Records drawn from a dataset
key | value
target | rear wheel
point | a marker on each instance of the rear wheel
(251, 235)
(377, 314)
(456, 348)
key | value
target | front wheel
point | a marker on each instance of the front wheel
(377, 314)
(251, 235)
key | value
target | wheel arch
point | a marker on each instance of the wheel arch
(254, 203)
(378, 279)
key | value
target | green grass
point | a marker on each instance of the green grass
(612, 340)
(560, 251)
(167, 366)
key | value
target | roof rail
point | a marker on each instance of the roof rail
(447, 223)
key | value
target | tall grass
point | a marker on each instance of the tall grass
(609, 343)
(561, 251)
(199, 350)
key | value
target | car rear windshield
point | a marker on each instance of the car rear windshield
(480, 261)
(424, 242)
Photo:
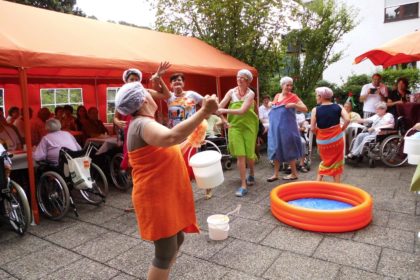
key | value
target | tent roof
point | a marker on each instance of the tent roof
(52, 43)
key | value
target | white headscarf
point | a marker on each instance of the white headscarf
(324, 92)
(129, 98)
(131, 71)
(246, 74)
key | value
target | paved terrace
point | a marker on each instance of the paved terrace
(103, 242)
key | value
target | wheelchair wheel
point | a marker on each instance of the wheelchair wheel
(392, 151)
(97, 194)
(18, 210)
(53, 195)
(120, 178)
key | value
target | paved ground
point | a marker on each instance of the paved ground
(103, 242)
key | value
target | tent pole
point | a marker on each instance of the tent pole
(23, 79)
(218, 88)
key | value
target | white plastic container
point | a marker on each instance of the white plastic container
(218, 227)
(412, 145)
(207, 168)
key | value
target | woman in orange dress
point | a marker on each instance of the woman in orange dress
(162, 194)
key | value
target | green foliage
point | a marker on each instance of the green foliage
(62, 6)
(248, 30)
(324, 22)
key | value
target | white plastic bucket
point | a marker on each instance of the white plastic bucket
(207, 168)
(413, 159)
(411, 145)
(218, 226)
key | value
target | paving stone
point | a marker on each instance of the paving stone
(123, 276)
(43, 262)
(47, 227)
(380, 217)
(191, 268)
(107, 246)
(75, 235)
(293, 266)
(126, 223)
(349, 273)
(386, 237)
(350, 253)
(84, 269)
(404, 222)
(97, 214)
(294, 240)
(247, 257)
(236, 275)
(399, 264)
(135, 261)
(6, 276)
(201, 246)
(18, 247)
(396, 205)
(250, 230)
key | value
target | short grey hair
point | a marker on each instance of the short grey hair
(246, 74)
(285, 80)
(381, 105)
(53, 125)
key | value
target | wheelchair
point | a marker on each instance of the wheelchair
(387, 146)
(56, 183)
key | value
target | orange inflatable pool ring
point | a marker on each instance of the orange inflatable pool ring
(341, 220)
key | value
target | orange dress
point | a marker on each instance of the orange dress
(162, 194)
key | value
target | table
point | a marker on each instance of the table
(106, 142)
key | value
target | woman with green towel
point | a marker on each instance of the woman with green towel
(243, 127)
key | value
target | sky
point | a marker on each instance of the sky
(138, 12)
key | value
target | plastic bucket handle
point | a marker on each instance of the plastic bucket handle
(205, 141)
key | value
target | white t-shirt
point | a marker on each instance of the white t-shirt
(386, 121)
(181, 108)
(263, 114)
(372, 99)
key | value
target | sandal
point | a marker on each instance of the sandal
(289, 178)
(272, 179)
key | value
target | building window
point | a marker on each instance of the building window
(396, 10)
(110, 103)
(2, 100)
(53, 97)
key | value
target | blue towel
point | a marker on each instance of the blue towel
(283, 135)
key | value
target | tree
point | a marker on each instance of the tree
(248, 30)
(63, 6)
(311, 48)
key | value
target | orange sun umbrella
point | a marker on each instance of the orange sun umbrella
(403, 49)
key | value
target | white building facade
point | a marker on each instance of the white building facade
(379, 22)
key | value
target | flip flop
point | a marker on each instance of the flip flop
(289, 178)
(272, 179)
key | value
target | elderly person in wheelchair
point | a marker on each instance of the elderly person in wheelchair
(381, 120)
(49, 148)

_Exercise:_ An exact copy is needed of the stretch above that opens with the line containing "point | a marker on each instance of the front" and closes with the line containing "target | paved terrace"; the pictures are not part of it.

_Your solution:_
point | a marker on each instance of the front wheel
(377, 314)
(251, 235)
key | value
target | wheel arch
point | a marker on each instance of the wheel arch
(254, 203)
(378, 279)
key | value
target | green grass
point | a marker on each instance of the green grass
(612, 340)
(560, 251)
(167, 366)
key | value
target | roof rail
point | a marker on each instance of the roof rail
(447, 223)
key | value
target | tall grass
point | a marker on each instance of the tall grass
(609, 343)
(561, 251)
(199, 350)
key | value
target | car rear windshield
point | a marker on each instance of the car rear windshield
(480, 261)
(424, 242)
Photo:
key | value
target | tent roof
point | a marker on each instance of the tent roof
(52, 43)
key | value
target | white headscarf
point | a marker on each instance of the white headscarf
(324, 92)
(129, 98)
(131, 71)
(246, 74)
key | value
target | paved terrace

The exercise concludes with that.